TASK OBJECTIVE: Show every line of the data below that contains the string "flag", counting uppercase and lowercase letters as different.

------------------------------------------------

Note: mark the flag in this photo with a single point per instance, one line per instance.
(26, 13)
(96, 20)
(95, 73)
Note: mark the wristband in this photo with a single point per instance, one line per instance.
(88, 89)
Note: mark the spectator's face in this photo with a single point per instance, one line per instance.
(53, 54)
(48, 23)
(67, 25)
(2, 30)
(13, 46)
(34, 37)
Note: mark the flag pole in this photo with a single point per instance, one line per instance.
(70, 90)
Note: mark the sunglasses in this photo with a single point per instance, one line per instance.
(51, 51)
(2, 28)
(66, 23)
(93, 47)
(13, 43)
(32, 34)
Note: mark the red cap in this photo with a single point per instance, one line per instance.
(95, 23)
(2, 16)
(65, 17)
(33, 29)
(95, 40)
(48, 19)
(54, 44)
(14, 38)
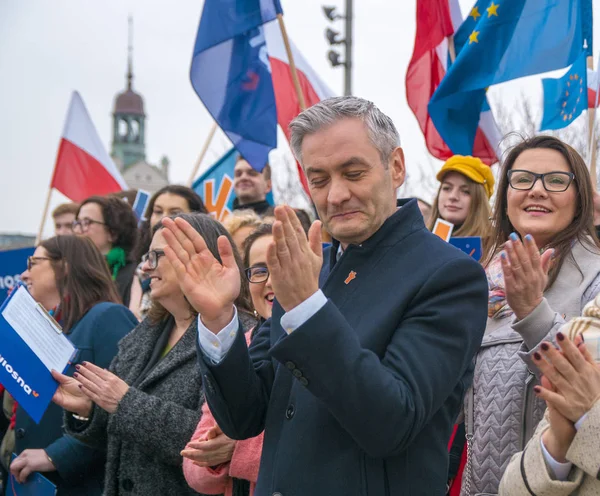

------------------------------------------------

ANSWER FOR THE TASK:
Note: mark the flag in this photo with a single point per instance, one line per instance.
Note: mark the flag pole in this photo with a single point per instance, one line per instance.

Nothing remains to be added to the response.